▶ _Alıştırma a_:
Metnin ardından verilen kayıtların her satırını hiçbir değişiklik yapmadan geri döndürün.

■ ■ ■ ■ ■ ■ ■

İnstagram'dan takip Et!
ÇALINAN DİKKAT
ÇALINAN DİKKAT
Modern çağın en büyük sorunlarından biri dikkatimizi toplamakta çektiğimiz güçlüktür. Bu süreç ne kadar bireysel gibi dursa da aslında çok daha karmaşık ve küresel bir sorun haline gelmektedir. Johann Hari Çalınan Dikkat kitabında dikkat eksikliğimizin arkasındaki daha derin nedenleri araştırarak bize çok önemli bir perspektif açıyor.
Bir sabah uyandınız ve daha yataktan çıkmadan telefonu elinize aldığınızı düşünün. Günün ilk birkaç dakikasında sosyal medya bildirimleri, e-postalar ve haberlerle güne başlıyorsunuz. Gözlerinizi açtığınız andan itibaren dikkatiniz bambaşka farklı yönlere çekilip, günün geri kalanında ise bir projeye odaklanmanız, bir yandan aniden gelen bir toplantıya katılmanız, diğer yandan bekleyen maillerinizi cevaplamanız ve birçok kişiyle doğru bir iletişim içinde olmanız gerekiyor. Gün sonu gelip saatler akıp geçtiğinde hiçbir işinizi aslında tam olarak bitiremediğinizi fark ediyorsunuz. Bu sahne çok tanıdık değil mi? Emin olun yalnız değilsiniz. Johann Hari dikkatimizi toplamakta yaşadığımız zorlukların bireysel bir yetersizlikten olmadığını, aksine modern dünyanın bir ürünü olduğunu savunuyor. Ki bence çok haklı…
Dikkatimiz modern dünyada insanoğlunun en önemli kaynaklarından bir tanesi. Bu kaynağı kullanmak için Hari’ye göre küresel olarak bir ekonomi yaratıldı. Dikkat Ekonomisi dediği bu durum, küresel çapta tüm teknoloji şirketlerinin, sosyal medya platformlarının, video izleme uygulamalarının bizleri uzun süre ekran başında tutmak için savaş alanı haline geldi. Bu da aslında yaşadığımız dikkat eksikliği sorununun kişisel bir irade meselesi olmaktan çıktığının bir kanıtıdır. Sistematik olarak teşvik ediliyor, ince tekniklerle kendimizi ekrandan uzaklaştırmamız imkansız hale getiriliyor.

■ ■ ■ ■ ■ ■ ■

▶ _Alıştırma b_:
Yukarıdaki dikkat konulu metinde "İnstagram'dan takip Et!" ile başlayıp "bir perspektif açıyor." ile biten bölümü, her iki ifade de dahil olmak üzere, harfi harfine yeniden yazın.

Saklanan kayıtlar:
■ ■ ■ ■ ■ ■ ■

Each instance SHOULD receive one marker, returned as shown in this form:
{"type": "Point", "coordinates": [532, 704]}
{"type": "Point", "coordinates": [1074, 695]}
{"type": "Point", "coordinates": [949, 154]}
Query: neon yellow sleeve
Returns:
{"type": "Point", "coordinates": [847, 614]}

■ ■ ■ ■ ■ ■ ■

▶ _Örnek Çözüm a_:
Each instance SHOULD receive one marker, returned as shown in this form:
{"type": "Point", "coordinates": [532, 704]}
{"type": "Point", "coordinates": [1074, 695]}
{"type": "Point", "coordinates": [949, 154]}
Query: neon yellow sleeve
Returns:
{"type": "Point", "coordinates": [847, 614]}

▶ _Örnek Çözüm b_:
İnstagram'dan takip Et!
ÇALINAN DİKKAT
ÇALINAN DİKKAT
Modern çağın en büyük sorunlarından biri dikkatimizi toplamakta çektiğimiz güçlüktür. Bu süreç ne kadar bireysel gibi dursa da aslında çok daha karmaşık ve küresel bir sorun haline gelmektedir. Johann Hari Çalınan Dikkat kitabında dikkat eksikliğimizin arkasındaki daha derin nedenleri araştırarak bize çok önemli bir perspektif açıyor.